### Fragmento del documento
────────────────────────────────────────

He sido cauto a la hora de señalarle un papel mesiánico a la poesía y a pedirle de manera irrestricta una utilidad inmediata. Pero como soy de la creencia de que  es algo más que un género literario, que es más bien una forma de andar por el mundo, de respirar al unísono con los demás, me resulta impensable que no atendamos aún sin un “deber ser” programático a nuestra historia, que en nuestro caso está atravesada por una suma interminable de violencias. Por un absurdo temor a la ambigüedad, a las verdades que no pertenecen al orden de lo inmediatamente comprobable, por la falta de rigor científico y otros aparatos del concepto lógico, algunos le enrostran a la poesía una falta de tratos con la realidad en otra forma de violencia cultural, de imposición. Creo, con Raúl Gustavo Aguirre, que “lo inexpresable también forma parte de la realidad del hombre”.
Aimé Césaire, un poeta que se sentía torturado y humillado en cada hombre o mujer torturados o humillados, se asumía como víctima pensando que somos parte los unos de los otros y que no vivimos en un mundo abstracto, enajenados de la realidad.  Es poco probable que haya un pensamiento de orden filosófico que no se pregunte por lo que nos sucede en los demás, en sus alegrías y desvelos. Lo mismo ocurre con la más alta poesía.

────────────────────────────────────────

### Datos proporcionados
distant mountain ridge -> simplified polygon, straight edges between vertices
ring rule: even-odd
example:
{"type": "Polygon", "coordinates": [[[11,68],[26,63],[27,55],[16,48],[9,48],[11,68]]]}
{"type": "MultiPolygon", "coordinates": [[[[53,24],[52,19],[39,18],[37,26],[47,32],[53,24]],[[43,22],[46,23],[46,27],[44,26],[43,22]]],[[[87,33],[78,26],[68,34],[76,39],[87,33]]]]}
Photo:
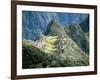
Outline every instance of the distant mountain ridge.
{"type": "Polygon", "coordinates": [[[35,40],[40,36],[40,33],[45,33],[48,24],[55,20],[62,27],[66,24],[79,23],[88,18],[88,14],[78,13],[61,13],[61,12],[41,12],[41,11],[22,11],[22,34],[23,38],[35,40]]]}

────────────────────────────────────────

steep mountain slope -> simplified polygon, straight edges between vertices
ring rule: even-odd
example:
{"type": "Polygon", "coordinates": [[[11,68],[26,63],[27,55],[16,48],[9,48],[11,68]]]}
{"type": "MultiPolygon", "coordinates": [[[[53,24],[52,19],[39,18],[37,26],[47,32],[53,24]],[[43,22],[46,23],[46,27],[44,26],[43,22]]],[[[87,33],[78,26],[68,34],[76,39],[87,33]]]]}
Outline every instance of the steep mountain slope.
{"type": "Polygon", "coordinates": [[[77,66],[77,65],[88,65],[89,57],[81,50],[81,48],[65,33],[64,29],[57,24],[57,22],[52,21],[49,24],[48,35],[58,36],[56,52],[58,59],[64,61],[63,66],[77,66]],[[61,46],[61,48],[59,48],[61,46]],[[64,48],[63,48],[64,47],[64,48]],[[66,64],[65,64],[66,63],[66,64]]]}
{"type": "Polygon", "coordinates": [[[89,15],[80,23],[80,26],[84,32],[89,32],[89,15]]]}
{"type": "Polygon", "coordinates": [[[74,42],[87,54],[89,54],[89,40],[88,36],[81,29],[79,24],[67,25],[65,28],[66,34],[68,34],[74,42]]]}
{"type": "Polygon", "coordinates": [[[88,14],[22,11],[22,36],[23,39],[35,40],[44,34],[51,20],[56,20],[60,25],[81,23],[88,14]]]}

────────────────────────────────────────

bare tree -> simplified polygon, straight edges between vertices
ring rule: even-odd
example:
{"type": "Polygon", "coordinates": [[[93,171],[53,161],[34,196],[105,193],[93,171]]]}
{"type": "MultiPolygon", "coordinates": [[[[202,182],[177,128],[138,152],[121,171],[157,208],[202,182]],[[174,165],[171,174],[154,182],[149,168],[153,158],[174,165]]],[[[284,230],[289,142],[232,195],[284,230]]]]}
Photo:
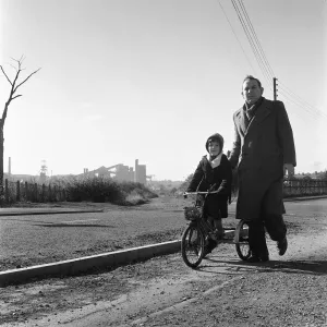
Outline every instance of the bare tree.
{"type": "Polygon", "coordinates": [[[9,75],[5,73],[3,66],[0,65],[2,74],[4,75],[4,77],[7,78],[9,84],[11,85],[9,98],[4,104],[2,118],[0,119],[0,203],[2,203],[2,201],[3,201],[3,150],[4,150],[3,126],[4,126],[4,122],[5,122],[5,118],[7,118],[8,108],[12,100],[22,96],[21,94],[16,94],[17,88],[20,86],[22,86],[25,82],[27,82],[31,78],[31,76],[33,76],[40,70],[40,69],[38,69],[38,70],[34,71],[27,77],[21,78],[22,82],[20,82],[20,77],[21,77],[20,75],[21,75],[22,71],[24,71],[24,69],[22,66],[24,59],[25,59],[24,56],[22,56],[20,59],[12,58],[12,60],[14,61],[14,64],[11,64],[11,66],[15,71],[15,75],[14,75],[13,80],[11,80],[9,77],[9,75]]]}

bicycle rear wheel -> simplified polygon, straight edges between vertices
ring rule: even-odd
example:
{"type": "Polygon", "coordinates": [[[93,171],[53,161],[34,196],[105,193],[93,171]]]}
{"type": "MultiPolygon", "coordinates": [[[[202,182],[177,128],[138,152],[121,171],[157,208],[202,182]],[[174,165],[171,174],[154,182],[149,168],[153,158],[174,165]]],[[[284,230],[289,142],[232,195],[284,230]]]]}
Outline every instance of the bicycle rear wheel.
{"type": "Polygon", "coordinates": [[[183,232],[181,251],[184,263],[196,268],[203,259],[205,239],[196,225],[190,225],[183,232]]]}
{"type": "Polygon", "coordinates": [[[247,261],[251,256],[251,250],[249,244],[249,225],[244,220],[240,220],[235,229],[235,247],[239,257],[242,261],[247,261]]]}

────────────────────────────────────────

### Enunciado
Transcribe sin ningún cambio el fragmento sobre la poesía y la realidad que aparece más arriba, de principio a fin.

### Respuesta completa
He sido cauto a la hora de señalarle un papel mesiánico a la poesía y a pedirle de manera irrestricta una utilidad inmediata. Pero como soy de la creencia de que  es algo más que un género literario, que es más bien una forma de andar por el mundo, de respirar al unísono con los demás, me resulta impensable que no atendamos aún sin un “deber ser” programático a nuestra historia, que en nuestro caso está atravesada por una suma interminable de violencias. Por un absurdo temor a la ambigüedad, a las verdades que no pertenecen al orden de lo inmediatamente comprobable, por la falta de rigor científico y otros aparatos del concepto lógico, algunos le enrostran a la poesía una falta de tratos con la realidad en otra forma de violencia cultural, de imposición. Creo, con Raúl Gustavo Aguirre, que “lo inexpresable también forma parte de la realidad del hombre”.
Aimé Césaire, un poeta que se sentía torturado y humillado en cada hombre o mujer torturados o humillados, se asumía como víctima pensando que somos parte los unos de los otros y que no vivimos en un mundo abstracto, enajenados de la realidad.  Es poco probable que haya un pensamiento de orden filosófico que no se pregunte por lo que nos sucede en los demás, en sus alegrías y desvelos. Lo mismo ocurre con la más alta poesía.